> **OBJECTIFS**
a – Traduisez en anglais cette phrase du texte sur l'écriture : « Je ne veux pas illustrer, mais présenter, raconter et offrir un regard, par l'écrit. »
b – Pour chaque affirmation, indiquez s'il vous plaît par oui ou non si elle concorde avec le texte sur l'écriture, en citant les mots décisifs de ce texte : (i) les mots viennent toujours facilement ; (ii) il faut toujours avoir de quoi noter ; (iii) le but est d'illustrer.

══ BLOC DE TEXTE

Écrits


Écrire...

J'ai envie d'écrire. Tout d'abord, d'apprendre à écrire. Puissance des mots, concision des phrases. Sens et sensations. Ambiances et images. Se souvenir et quelques fois imaginer. Ou plutôt, imager. Je ne veux pas illustrer, mais présenter, raconter et offrir un regard, par l'écrit.

On rencontre des gens, on lit des livres, on voit des paysages, on sent des odeurs.... Une multitude de choses qui m'encourage et me donne l'envie d'écrire, de poser sur le papier, de décortiquer, de comprendre et de garder en mémoire. Les mots glissent, les mots butent ou s'accrochent. On les lit de nouvau, on les lie autrement, ils nous donnent d'autres idées, d'autres images. On veut les enfermer, les garder pour soi , ou bien les partager, les échanger. Quelques fois, ils ne viennent pas. D'autres fois ils  arrivent brusquement. Il faut être à l'affût, toujours avoir de quoi noter; ou bien se les répéter, pour ne pas les oublier, pour qu'ils n'aient pas le temps de se faire chasser par d'autres mots.

════
══ LIGNES ENREGISTRÉES

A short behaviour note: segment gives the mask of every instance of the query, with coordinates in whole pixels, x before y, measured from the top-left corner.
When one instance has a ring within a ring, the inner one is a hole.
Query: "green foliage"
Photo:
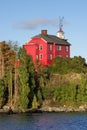
[[[54,63],[49,67],[50,72],[66,74],[66,73],[86,73],[87,64],[85,59],[81,56],[74,58],[61,58],[54,59]]]
[[[29,104],[28,94],[30,91],[29,88],[29,72],[28,72],[28,58],[25,50],[23,48],[19,51],[19,59],[21,66],[19,68],[18,77],[19,77],[19,107],[20,109],[26,109]]]
[[[4,80],[0,79],[0,108],[5,104],[6,97],[5,97],[6,87]]]

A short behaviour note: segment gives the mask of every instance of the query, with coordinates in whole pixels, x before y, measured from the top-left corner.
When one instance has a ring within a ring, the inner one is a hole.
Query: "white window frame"
[[[66,52],[68,52],[69,51],[69,47],[68,46],[66,46]]]
[[[56,49],[59,50],[59,51],[61,51],[61,46],[60,46],[60,45],[57,45],[57,46],[56,46]]]
[[[50,60],[52,60],[53,59],[53,55],[49,54],[49,58],[50,58]]]
[[[68,58],[69,56],[68,56],[68,55],[66,55],[66,57]]]
[[[42,45],[39,46],[39,50],[43,50],[43,46]]]
[[[43,59],[43,54],[39,55],[39,59],[42,60]]]
[[[49,50],[52,50],[53,48],[52,48],[52,45],[49,45]]]
[[[36,59],[38,60],[38,55],[36,55]]]
[[[58,57],[62,57],[61,55],[57,55]]]

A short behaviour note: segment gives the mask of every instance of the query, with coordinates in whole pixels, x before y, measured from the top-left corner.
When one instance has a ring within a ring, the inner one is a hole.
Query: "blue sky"
[[[0,0],[0,41],[18,41],[22,46],[42,29],[56,35],[59,17],[64,17],[71,57],[87,60],[87,0]]]

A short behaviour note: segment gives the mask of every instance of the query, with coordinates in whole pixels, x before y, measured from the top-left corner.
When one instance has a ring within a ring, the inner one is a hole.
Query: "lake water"
[[[87,113],[1,114],[0,130],[87,130]]]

════

> **RÉSULTATS ATTENDUS**
a – I do not want to illustrate, but to present, to tell, and to offer a perspective, through writing.

b –
(i) Non : « Quelques fois, ils ne viennent pas. »
(ii) Oui : « toujours avoir de quoi noter »
(iii) Non : « Je ne veux pas illustrer »